What needs to be done -> All the data must be output exactly as given.
═══ Extracted data ═══
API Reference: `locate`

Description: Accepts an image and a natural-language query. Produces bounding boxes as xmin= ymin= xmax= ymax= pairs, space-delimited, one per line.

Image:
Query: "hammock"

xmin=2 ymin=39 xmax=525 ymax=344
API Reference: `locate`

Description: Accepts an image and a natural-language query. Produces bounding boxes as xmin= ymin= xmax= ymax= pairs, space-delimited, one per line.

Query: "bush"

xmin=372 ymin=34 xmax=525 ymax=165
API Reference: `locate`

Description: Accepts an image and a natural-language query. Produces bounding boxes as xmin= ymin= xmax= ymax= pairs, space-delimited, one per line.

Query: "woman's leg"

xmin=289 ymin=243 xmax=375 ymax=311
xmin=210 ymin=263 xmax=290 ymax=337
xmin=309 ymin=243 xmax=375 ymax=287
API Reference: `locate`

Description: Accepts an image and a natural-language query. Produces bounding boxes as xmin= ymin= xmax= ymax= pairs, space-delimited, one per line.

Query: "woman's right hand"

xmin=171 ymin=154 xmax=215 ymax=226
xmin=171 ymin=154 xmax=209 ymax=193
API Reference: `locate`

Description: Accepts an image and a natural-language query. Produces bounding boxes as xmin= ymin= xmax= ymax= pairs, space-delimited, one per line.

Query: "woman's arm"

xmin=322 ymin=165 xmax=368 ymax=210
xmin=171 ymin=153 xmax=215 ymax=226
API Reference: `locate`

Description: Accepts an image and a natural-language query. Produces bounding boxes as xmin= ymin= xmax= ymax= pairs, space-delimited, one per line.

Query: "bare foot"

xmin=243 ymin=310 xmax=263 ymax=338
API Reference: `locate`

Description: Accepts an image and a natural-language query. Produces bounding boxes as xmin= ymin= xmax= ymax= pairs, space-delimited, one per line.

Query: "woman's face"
═══
Task answer ->
API Reference: `locate`

Description: Accepts an image and a natural-language query. Produces bounding boxes as xmin= ymin= xmax= ymax= pairs, space-delimited, one per line.

Image:
Query: "hammock"

xmin=2 ymin=39 xmax=525 ymax=344
API Reference: `locate`

Description: Accepts an image and a natural-language query. Produces bounding boxes as xmin= ymin= xmax= ymax= pairs, space-delimited, one per line.

Query: "bush"

xmin=372 ymin=34 xmax=525 ymax=165
API Reference: `locate`

Description: Accepts an image and a natural-language query. Produces bounding boxes as xmin= ymin= xmax= ymax= pairs, space-delimited, one per line.

Query: "woman's leg"

xmin=289 ymin=243 xmax=375 ymax=311
xmin=210 ymin=263 xmax=290 ymax=337
xmin=309 ymin=243 xmax=375 ymax=287
API Reference: `locate`

Description: Accepts an image and a natural-language query. Produces bounding boxes as xmin= ymin= xmax= ymax= pairs, space-delimited, one per line.

Query: "woman's right hand"

xmin=171 ymin=154 xmax=215 ymax=226
xmin=171 ymin=154 xmax=209 ymax=193
API Reference: `locate`

Description: Accepts an image and a natural-language query. Produces bounding boxes as xmin= ymin= xmax= ymax= pairs, space-delimited, one per line.

Query: "woman's arm"

xmin=322 ymin=165 xmax=368 ymax=210
xmin=171 ymin=153 xmax=215 ymax=226
API Reference: `locate`

Description: Accepts an image and a natural-language query. Produces bounding boxes as xmin= ymin= xmax= ymax= pairs, space-delimited, one per line.

Query: "bare foot"

xmin=243 ymin=310 xmax=263 ymax=338
API Reference: `locate`

Description: Accepts an image and a natural-language query. Produces bounding boxes as xmin= ymin= xmax= ymax= pairs, space-delimited, one per line.

Query: "woman's face"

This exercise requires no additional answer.